WRITTEN TASK: Copy out all the records exactly.

DATA ROWS:

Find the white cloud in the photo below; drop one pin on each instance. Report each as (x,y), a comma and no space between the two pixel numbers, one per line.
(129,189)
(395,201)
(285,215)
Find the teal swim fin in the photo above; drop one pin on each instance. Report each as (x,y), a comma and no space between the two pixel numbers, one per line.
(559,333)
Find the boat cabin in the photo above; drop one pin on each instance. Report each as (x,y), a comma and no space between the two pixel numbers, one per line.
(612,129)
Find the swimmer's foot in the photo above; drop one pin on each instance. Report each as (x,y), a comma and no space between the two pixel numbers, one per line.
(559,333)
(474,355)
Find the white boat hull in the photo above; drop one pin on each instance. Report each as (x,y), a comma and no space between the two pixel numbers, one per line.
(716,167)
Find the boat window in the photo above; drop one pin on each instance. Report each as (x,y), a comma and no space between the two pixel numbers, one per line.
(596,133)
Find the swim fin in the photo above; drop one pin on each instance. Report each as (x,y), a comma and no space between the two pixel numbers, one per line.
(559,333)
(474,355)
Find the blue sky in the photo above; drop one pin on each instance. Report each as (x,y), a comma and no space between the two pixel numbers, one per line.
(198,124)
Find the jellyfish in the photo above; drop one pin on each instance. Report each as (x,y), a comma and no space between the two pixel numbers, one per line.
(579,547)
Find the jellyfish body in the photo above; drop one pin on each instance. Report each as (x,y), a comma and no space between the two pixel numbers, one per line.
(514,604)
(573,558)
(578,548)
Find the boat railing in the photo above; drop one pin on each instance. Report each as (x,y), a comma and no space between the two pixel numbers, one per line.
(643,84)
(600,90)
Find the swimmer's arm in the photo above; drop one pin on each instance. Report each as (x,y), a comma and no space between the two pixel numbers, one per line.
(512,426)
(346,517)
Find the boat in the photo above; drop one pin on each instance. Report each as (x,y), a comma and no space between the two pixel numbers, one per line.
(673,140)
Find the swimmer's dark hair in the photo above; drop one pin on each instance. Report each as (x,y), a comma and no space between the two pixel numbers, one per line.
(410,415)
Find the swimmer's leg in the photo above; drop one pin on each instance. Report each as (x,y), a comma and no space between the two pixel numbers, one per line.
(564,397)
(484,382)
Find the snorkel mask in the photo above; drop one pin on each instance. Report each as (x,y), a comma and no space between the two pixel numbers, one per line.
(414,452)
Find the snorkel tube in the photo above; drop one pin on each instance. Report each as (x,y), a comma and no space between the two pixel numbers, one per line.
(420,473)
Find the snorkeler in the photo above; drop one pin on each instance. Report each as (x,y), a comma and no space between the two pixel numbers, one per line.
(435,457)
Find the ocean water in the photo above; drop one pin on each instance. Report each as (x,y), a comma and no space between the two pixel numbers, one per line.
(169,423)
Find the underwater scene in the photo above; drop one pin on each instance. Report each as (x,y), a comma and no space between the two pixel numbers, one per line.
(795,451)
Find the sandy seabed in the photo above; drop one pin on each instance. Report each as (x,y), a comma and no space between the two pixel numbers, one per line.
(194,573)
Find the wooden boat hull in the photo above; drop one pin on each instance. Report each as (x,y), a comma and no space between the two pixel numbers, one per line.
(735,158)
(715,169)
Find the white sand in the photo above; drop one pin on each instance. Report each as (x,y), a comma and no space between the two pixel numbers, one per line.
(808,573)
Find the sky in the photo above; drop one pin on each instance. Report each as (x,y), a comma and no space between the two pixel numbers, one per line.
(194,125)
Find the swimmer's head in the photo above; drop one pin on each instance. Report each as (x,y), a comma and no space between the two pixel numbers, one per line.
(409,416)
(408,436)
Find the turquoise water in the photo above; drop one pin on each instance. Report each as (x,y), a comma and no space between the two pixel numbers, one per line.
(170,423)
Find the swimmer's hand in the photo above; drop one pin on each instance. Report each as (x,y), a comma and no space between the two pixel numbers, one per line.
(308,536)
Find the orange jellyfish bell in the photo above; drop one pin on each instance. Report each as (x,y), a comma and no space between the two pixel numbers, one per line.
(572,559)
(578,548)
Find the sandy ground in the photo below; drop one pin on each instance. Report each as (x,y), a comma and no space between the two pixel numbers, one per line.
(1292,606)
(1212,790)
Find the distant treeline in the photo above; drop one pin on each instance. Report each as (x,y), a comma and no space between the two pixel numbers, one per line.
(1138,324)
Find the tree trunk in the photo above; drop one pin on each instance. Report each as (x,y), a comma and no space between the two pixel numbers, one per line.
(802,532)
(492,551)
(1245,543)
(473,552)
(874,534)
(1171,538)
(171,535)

SOLUTION:
Find the white cloud in the photo below; drop one pin on each instance. Report each as (x,y), a comma and no space between the two pixel numbers, one per line.
(129,189)
(395,201)
(285,215)
Find the teal swim fin in the photo above; drop one pin on each instance. Report each as (x,y), a comma and no space between the two pixel numbers, one per line.
(559,333)
Find the boat cabin in the photo above; drop one pin on each instance. Report each as (x,y), a comma and no space between the two pixel numbers, one per line.
(612,129)
Find the swimmer's foot in the photo above; drop one pin on each instance. Report each as (x,y), a comma and no space between the two pixel numbers, one per line.
(559,333)
(474,355)
Find the white boat hull in the photo above; drop one pin on each instance. Report each as (x,y), a comma and no space between the two pixel numbers, one per line.
(716,167)
Find the boat window in the photo above; drop one pin on each instance. Report each as (x,y), a comma and no space between the two pixel numbers, one per line.
(596,133)
Find the swim fin in the photo above; drop one pin on each instance. Report each as (x,y), a comma and no space between the two pixel numbers, one per line.
(559,333)
(474,355)
Find the blue sky in the photo above; drop one pin on each instance. Report each as (x,y), a comma and no space between the two pixel numbers, one per line.
(198,124)
Find the jellyfish in the photo above; drop one pin on each instance. Report each as (x,y), a comma and no space between the two pixel numbers, one per line.
(579,547)
Find the jellyfish body in the photo above; drop one pin on each instance. Report each as (x,y), a comma and no space between the two pixel numbers, one per line.
(514,604)
(573,558)
(578,548)
Find the boat railing in the photo above; drop one pin on each instance. Report each as (x,y), a comma and no space between the two pixel numbers, one per line.
(643,84)
(600,90)
Find the swimmer's arm in the photo above; drop one pin on each instance. Report each as (x,y), a comma and no space between the two pixel numbers, one per line.
(512,426)
(346,517)
Find the boat in the photo above; drop one pin on each instance. Report each as (x,y), a comma and no space between the two pixel numbers, one per line.
(673,140)
Find the swimmer's dark hair in the photo above; drop one pin on each instance. Report each as (x,y), a comma and no space between the two pixel numbers, one per line.
(410,415)
Find the swimmer's leg in the photo above; drop one pin on each instance. Report each as (x,y), a comma and no space between the two pixel numbers, one per line.
(564,397)
(484,382)
Find the snorkel mask in the photo above; drop one pin on each instance. Report each as (x,y), a comma and no space between the two pixel numbers, one per line.
(414,452)
Find the snorkel tube in the photo above; drop one pin on each instance. Report each as (x,y), a comma and no space between the two pixel numbers, one per line.
(420,473)
Find the snorkeler in the photo above; drop one pin on each instance. Report each as (x,y), a comma and no space between the two pixel numbers, one per line.
(435,457)
Find the ocean water in the photo above; drop one pin on each instance. Report each as (x,y), a comma and no space between the two pixel numbers, one per line.
(169,423)
Find the underwater scene in the photo above; drop one pin on each instance. Report each as (x,y), a comma and no space between the two pixel numbers, one per line.
(795,451)
Find the sandy seabed in the photo above; drop one pin on each instance. Report each as (x,y), a comma and no space between the two pixel numbers, one per line.
(194,573)
Find the wooden boat hull in the photo above; drop one pin on each instance. Report each as (x,y), a comma and no space between the two pixel numbers, one per line.
(735,158)
(715,169)
Find the white sand in the photo above; drop one pin on each instance. Report each as (x,y), a comma and no space between the two pixel numbers, one per line.
(808,573)
Find the sky in the photo above; drop one pin on each instance. Report each as (x,y), a comma and no space between the two pixel numbers, one per line.
(194,125)
Find the swimmer's head in the photo above; drop one pin on each instance. Report each as (x,y), a comma and no space between the two pixel numbers, one per line.
(409,416)
(408,436)
Find the turquoise water in the photo above; drop one pin on each instance. Report each as (x,y), a comma and no space between the two pixel numbers, one per line.
(170,423)
Find the swimmer's hand in the photo above; drop one pin on each instance. Report each as (x,y), a comma and no space between the two pixel numbers, one per line.
(308,536)
Find the orange jellyfish bell in the photo above; drop one pin on each instance. Report each as (x,y), a comma and no space between the two pixel numbers, one per line.
(572,559)
(578,548)
Find the sandy ground in the photo below; drop one pin on each instance. Report each as (x,y), a comma and no space between the two pixel numbers, one per line.
(1292,606)
(1212,790)
Find the distant treeline in the photo above; drop one pin on each instance. Report each as (x,y), a comma and no space between the two pixel numbers, one per line.
(1138,324)
Find the tree trunk in the photo above; drop one pin on each instance. Report each as (x,y), a comma and no space between the two pixel numbers, one per line.
(802,532)
(492,551)
(1245,543)
(473,552)
(874,534)
(1171,538)
(171,535)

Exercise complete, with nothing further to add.